Exercise tasks:
(1) In the passage on yoga, how does the National Institute of Health describe yoga?
(2) Reproduce the passage on yoga word for word, starting with "- Strength increase." and going on through "and joint pain.".
(3) Write the next part of the passage on yoga, picking up after its final sentence.

Exercise passage:
Whether you’re interested in improving muscle tone, increasing mobility or reducing anxiety, yoga may be able to help you achieve these goals. Yoga can be taught in group classes or during individual sessions with a personal trainer. If you are eligible for Medicaid, you may wonder if your coverage will help pay for yoga classes. Let’s discuss the benefits of practicing yoga, and if you can get help paying for your classes.
Benefits and Risks of Yoga
The National Institute of Health describes yoga as a style of exercise developed from ancient Indian philosophies about personal strength and inner balance. In modern teachings, these benefits are often attributed to the overall holistic effect that the physical activity and mindfulness associated with yoga has on a person’s sense of wellbeing.
Although the benefits found with practicing yoga may not apply to every individual, studies suggest that a broad range of health factors can be positively impacted by regular sessions.
- Mood management. Meditation associated with yoga classes has been shown to have a positive impact on a person’s ability to manage stress and their emotional resilience.
- Sleep regulation. Although many yoga styles are considered low impact, the exercise they provide can still help reset the body’s cycle and improve a person’s quality of sleep. Meditation lessons learned while in yoga class can also be applied to relaxation techniques that make falling and staying asleep easier.
- Strength increase. Through balance and body weight exercises, muscle tone and strength can be increased with yoga’s series of postures and breathing practices.
- Symptom relief. Yoga is often recommended for patients who experience symptoms associated with lower back and neck pain, chronic headaches or migraines or certain autoimmune disorders that cause inflammation and joint pain.

Source information:
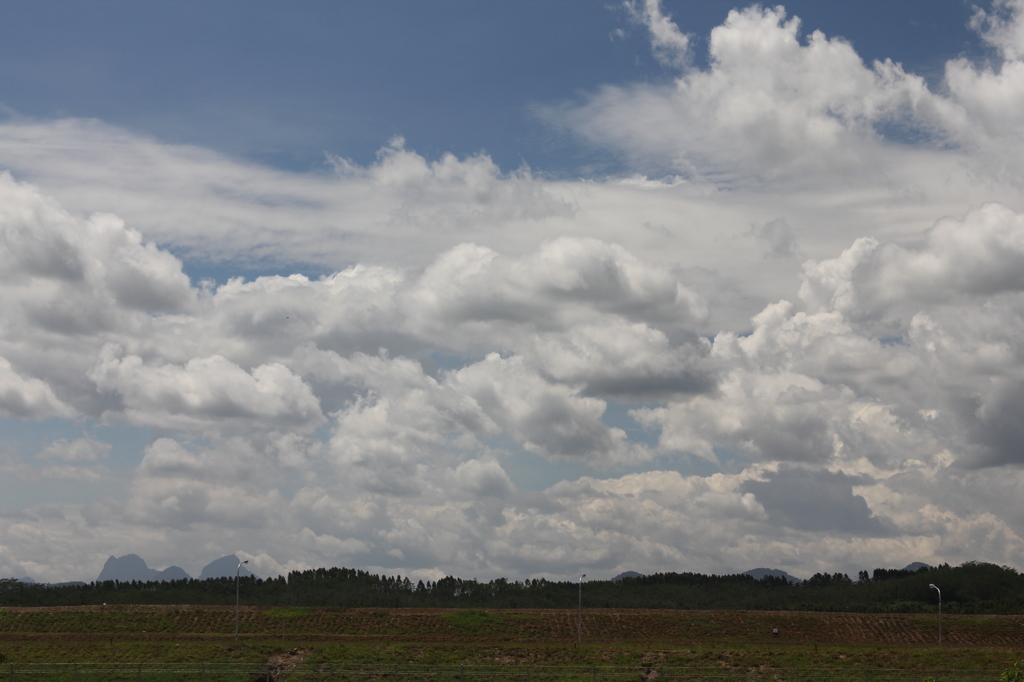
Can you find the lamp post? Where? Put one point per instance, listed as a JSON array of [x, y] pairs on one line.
[[580, 612], [940, 611], [237, 571]]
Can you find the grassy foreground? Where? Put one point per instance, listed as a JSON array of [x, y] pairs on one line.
[[733, 640]]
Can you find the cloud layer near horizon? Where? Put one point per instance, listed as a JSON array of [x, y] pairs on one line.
[[799, 345]]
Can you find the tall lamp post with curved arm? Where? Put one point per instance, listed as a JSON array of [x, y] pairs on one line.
[[237, 571], [580, 612], [940, 611]]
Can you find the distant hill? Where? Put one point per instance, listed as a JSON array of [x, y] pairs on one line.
[[223, 567], [131, 567], [758, 573]]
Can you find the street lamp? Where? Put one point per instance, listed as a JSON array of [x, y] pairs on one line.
[[940, 610], [237, 571], [580, 613]]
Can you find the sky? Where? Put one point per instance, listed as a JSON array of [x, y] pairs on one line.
[[511, 290]]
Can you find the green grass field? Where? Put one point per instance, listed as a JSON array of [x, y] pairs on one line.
[[729, 641]]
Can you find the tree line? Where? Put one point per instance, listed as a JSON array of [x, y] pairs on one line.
[[970, 588]]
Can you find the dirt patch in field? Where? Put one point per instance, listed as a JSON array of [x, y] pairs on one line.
[[279, 664]]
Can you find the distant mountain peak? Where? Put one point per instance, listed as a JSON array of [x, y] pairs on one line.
[[759, 573], [132, 567], [223, 567]]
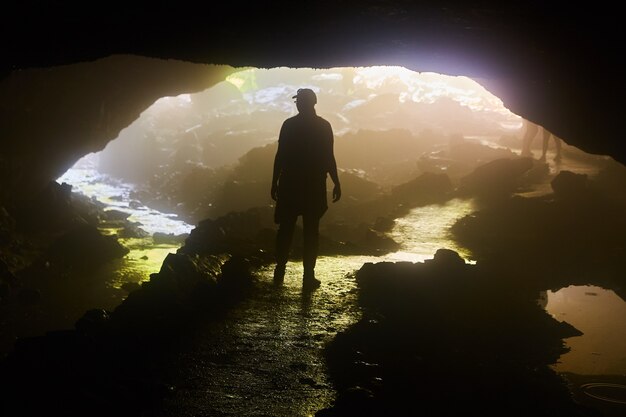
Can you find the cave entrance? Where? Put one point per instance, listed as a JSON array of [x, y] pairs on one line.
[[207, 154]]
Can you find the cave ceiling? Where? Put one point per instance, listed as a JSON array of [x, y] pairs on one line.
[[555, 63]]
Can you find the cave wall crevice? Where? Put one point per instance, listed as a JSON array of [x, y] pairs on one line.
[[50, 118]]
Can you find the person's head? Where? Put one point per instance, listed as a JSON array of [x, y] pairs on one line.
[[305, 100]]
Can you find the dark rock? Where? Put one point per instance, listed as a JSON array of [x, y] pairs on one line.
[[132, 230], [568, 185], [93, 323], [447, 258], [29, 296], [116, 215], [131, 286], [497, 178], [425, 189], [236, 273], [84, 246], [160, 238]]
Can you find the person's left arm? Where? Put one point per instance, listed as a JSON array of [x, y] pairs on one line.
[[332, 165]]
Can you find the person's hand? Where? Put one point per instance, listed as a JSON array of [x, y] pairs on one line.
[[336, 193]]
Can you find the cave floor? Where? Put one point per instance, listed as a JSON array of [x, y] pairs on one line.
[[266, 356]]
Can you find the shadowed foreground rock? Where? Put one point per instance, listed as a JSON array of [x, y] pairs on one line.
[[445, 338]]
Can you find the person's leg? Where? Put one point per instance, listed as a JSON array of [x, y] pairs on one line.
[[284, 237], [557, 144], [546, 140], [310, 226], [529, 135]]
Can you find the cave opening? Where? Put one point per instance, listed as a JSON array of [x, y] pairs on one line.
[[434, 173], [207, 154]]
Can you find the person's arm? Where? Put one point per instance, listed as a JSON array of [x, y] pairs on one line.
[[332, 168], [278, 167]]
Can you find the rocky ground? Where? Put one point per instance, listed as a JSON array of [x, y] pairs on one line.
[[210, 334]]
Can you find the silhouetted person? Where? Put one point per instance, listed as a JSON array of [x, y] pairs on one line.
[[304, 158], [529, 136], [557, 145]]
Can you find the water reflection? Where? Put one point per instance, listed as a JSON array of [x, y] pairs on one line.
[[145, 257], [601, 315]]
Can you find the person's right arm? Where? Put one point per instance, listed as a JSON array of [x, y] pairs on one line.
[[278, 166]]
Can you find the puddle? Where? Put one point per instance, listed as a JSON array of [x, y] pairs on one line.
[[601, 315]]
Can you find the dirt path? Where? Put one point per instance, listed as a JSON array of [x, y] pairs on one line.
[[266, 357]]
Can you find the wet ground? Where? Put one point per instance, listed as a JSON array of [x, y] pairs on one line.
[[266, 357]]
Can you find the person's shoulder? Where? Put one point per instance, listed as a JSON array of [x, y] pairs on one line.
[[323, 121]]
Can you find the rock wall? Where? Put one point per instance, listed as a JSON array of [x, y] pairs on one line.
[[51, 117]]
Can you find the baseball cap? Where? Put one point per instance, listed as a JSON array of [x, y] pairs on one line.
[[306, 94]]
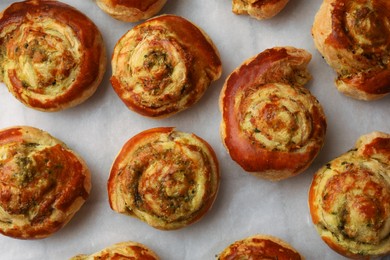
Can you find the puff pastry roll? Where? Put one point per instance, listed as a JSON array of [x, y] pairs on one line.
[[164, 66], [271, 125], [354, 39], [260, 247], [43, 183], [123, 250], [166, 178], [349, 199], [259, 9], [131, 10], [52, 56]]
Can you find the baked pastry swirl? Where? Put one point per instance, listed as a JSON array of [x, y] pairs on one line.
[[164, 177], [349, 199], [163, 66], [52, 56], [354, 39], [260, 247], [131, 10], [259, 9], [43, 183], [271, 125], [123, 250]]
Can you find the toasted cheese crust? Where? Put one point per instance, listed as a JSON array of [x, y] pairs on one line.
[[124, 250], [164, 66], [52, 56], [131, 10], [349, 199], [260, 247], [166, 178], [43, 183], [354, 39], [271, 125]]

Solved tasks:
(1) As a style of exercise developed from ancient Indian philosophies about personal strength and inner balance.

(2)
- Strength increase. Through balance and body weight exercises, muscle tone and strength can be increased with yoga’s series of postures and breathing practices.
- Symptom relief. Yoga is often recommended for patients who experience symptoms associated with lower back and neck pain, chronic headaches or migraines or certain autoimmune disorders that cause inflammation and joint pain.

(3)
The risks associated with yoga are limited, but it’s important to discuss the potential benefits and risks with your primary care physician before you begin taking classes or practicing yoga on your own. Muscle sprains or strains are the most common type of injury with yoga. You should avoid trying difficult poses or practicing without guidance if you are new to yoga.
People with certain preexisting health conditions may need to attend modified yoga classes that take their needs into special consideration. Anyone with a heart condition or who may be sensitive to heated environments should avoid “hot yoga,” also known as bikram yoga, classes since these are taught in rooms where the temperature is increased to promote sweating while exercising.
Common Components of Yoga
With few exceptions, almost every style of yoga exercise integrates three basic components:
- Postures (asanas). Also known as poses, the series of physical movements involved in each class is dictated by which style of yoga is being taught. Certain styles of yoga may change the pose order from class to class, while others rely on a very strict adherence to a series of postures.
- Breathing (pranayama). Breathing techniques can play a major role in most yoga classes. A portion of the class may be spent focusing on how to breathe deeply as well as breathing in time with each pose.
- Meditating (dyana). While the act of mediating may not be a specific part of some yoga classes, it is a component of the most popular forms of yoga. It may be a separate part of the lesson or it may be taught while moving through each pose.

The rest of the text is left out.